Texto extraído

==============================

In [1]:
import pandas as pd
import geopandas as gpd
import folium
from json import loads, dumps
from geopy.geocoders import Nominatim
from geopy.exc import GeocoderTimedOut
from shapely.geometry import Point
import time
import googlemaps
import osmnx as ox
from sklearn.cluster import KMeans
import numpy as np

In [123]:
df = pd.read_csv('ibsj_sector.csv')
df = df.drop(['prefix', 'name', 'city', 'state'], axis=1)
#df = df[:39]

null_address = len(df.loc[df['address_1'].isnull()])
print("El archivo tiene {} registros".format(len(df)))
#print("Hay {} direcciones vacias en el archivo".format(null_address))

df = df[df['address_1'].notna()]
df = df[df['address_1'] != 'Actualizar']
df['address_1'] = df['address_1'].replace({'#':' No. ', 'C/':'Calle '}, regex=True)
df = df.reset_index()
print("Luego de eliminar los registros sin direccion, quedan {} registros".format(len(df)))



El archivo tiene 772 registros
Luego de eliminar los registros sin direccion, quedan 657 registros


In [124]:

# Configurar la API de Google Maps
API_KEY = "AIzaSyDE6vYAGZphN5uHNma_0Vg6uMrIBGu5Aeg"  # Reemplaza con tu clave de Google Maps
gmaps = googlemaps.Client(key=API_KEY)

# Función para obtener coordenadas y datos extra
def obtener_datos_direccion(direccion):
    try:
        geocode_result = gmaps.geocode(direccion, components={"country": "DO"})  # Restringido a República Dominicana
        if geocode_result:
            location = geocode_result[0]
            lat = location["geometry"]["location"]["lat"]
            lng = location["geometry"]["location"]["lng"]
            address_components = {comp["types"][0]: comp["long_name"] for comp in location["address_components"]}

            return pd.Series({
                "geometry": Point(lng, lat),
                "calle": address_components.get("route", ""),
                "numero": address_components.get("street_number", ""),
                "barrio": address_components.get("sublocality", address_components.get("political", address_components.get("sublocality_level_1", ""))),
                "ciudad": address_components.get("locality", address_components.get("administrative_area_level_2", "")),
                "estado": address_components.get("administrative_area_level_1", ""),
                "pais": address_components.get("country", ""),
                "codigo_postal": address_components.get("postal_code", "")
            })
    except Exception as e:
        print(f"Error con {direccion}: {e}")

    # Si falla, devolver valores vacíos
    return pd.Series({"geometry": None, "calle": "", "numero": "", "barrio": "", "ciudad": "", "estado": "", "pais": "", "codigo_postal": ""})


# Aplicar la función a cada dirección
df_info = df["address_1"].apply(obtener_datos_direccion)

# Unir los datos con el dataframe original
df = pd.concat([df, df_info], axis=1)

==============================

Tarea planteada 1
Reproduce el fragmento del código de geocodificación que empieza en "df = df.reset_index()" y termina en "gmaps = googlemaps.Client(key=API_KEY)", y sustituye "registros" por "filas".
Tarea planteada 2
Responde con datos del código de geocodificación:
(a) ¿Cuántos registros tiene el archivo según la salida impresa?
(b) ¿Cuántos registros quedan después de eliminar los que no tienen dirección?
(c) ¿A qué país se restringe la búsqueda de coordenadas?
Tarea planteada 3
Escribe lo que sigue en el código de geocodificación a partir de su última línea.

(Registros de una fuente de datos)
==============================

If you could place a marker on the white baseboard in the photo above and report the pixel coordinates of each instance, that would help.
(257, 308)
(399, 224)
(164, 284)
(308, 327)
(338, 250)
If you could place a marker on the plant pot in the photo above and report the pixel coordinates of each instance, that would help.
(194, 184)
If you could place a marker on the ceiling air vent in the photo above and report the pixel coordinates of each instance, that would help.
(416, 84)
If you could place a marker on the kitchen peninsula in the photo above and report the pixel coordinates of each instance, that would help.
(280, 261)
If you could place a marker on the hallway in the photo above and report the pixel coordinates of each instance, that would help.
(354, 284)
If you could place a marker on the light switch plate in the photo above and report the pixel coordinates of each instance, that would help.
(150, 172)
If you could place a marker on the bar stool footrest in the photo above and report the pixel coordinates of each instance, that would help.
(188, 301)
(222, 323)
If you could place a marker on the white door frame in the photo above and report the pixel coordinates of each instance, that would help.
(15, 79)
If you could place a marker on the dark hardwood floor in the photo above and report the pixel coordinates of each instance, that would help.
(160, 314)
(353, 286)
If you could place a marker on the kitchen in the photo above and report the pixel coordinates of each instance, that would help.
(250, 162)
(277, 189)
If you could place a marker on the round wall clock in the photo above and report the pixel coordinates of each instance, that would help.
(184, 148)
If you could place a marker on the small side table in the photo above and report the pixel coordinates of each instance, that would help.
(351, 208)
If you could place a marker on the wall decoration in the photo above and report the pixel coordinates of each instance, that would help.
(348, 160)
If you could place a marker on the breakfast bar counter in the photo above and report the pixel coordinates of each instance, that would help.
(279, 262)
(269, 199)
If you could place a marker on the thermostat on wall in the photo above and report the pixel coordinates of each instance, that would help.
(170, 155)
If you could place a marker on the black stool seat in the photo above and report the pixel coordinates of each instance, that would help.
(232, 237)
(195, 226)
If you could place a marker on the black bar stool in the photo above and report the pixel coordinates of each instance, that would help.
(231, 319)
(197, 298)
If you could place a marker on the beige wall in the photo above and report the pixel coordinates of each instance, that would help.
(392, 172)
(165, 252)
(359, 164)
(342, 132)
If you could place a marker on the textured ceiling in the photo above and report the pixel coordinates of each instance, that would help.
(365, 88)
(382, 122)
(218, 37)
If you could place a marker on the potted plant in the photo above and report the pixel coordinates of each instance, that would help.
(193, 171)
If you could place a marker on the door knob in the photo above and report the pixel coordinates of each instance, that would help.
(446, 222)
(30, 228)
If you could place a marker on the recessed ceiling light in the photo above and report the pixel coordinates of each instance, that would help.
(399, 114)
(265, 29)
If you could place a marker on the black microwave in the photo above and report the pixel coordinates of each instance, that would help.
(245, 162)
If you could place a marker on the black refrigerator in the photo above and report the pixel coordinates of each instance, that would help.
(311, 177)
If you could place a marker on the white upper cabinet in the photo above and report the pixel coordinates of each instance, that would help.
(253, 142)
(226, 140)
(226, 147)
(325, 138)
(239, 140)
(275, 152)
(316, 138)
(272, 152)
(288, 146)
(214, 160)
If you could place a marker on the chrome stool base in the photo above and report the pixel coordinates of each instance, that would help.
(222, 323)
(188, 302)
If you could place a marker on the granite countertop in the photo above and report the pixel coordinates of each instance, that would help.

==============================

Resultado esperado 1
df = df.reset_index()
print("Luego de eliminar los filas sin direccion, quedan {} filas".format(len(df)))



El archivo tiene 772 filas
Luego de eliminar los filas sin direccion, quedan 657 filas


In [124]:

# Configurar la API de Google Maps
API_KEY = "AIzaSyDE6vYAGZphN5uHNma_0Vg6uMrIBGu5Aeg"  # Reemplaza con tu clave de Google Maps
gmaps = googlemaps.Client(key=API_KEY)

Resultado esperado 2
(a) 772 registros.
(b) 657 registros.
(c) A República Dominicana.

Resultado esperado 3
# Convertir a GeoDataFrame
gdf = gpd.GeoDataFrame(df, geometry="geometry", crs="EPSG:4326")

# Eliminar filas sin coordenadas
#gdf = gdf[gdf["geometry"].notna()]

# Guardar resultado en un archivo CSV
gdf.to_csv("coordenadas_resultado.csv", index=False, encoding="utf-8")


In [131]:

def get_cluster_color(cluster_label):
    colors = [
        'purple', 'black', 'cadetblue', 'pink', 'red', 'blue', 'darkgreen', 
        'darkred', 'lightgreen', 'orange', 'beige', 'darkpurple', 'darkblue', 'green', 'gray', 'lightgray', 'lightred', 'lightblue'
    ]
    return colors[cluster_label]

# Cargar el archivo CSV con coordenadas y datos extra
df = gdf

# Asegurar que las coordenadas estén en formato correcto
df["geometry"] = gpd.points_from_xy(df["geometry"].apply(lambda x: x.x), df["geometry"].apply(lambda x: x.y))
gdf = gpd.GeoDataFrame(df, geometry="geometry", crs="EPSG:4326")

# Crear un mapa centrado en República Dominicana
mapa = folium.Map(location=[18.7357, -70.1627], zoom_start=9)

# Extraer las coordenadas (latitud y longitud)
coordinates = np.array([(point.y, point.x) for point in gdf.geometry])

# Aplicar KMeans para clasificar los puntos en clusters
kmeans = KMeans(n_clusters=8)  # Cambia el número de clusters (5 en este caso)
gdf['cluster'] = kmeans.fit_predict(coordinates)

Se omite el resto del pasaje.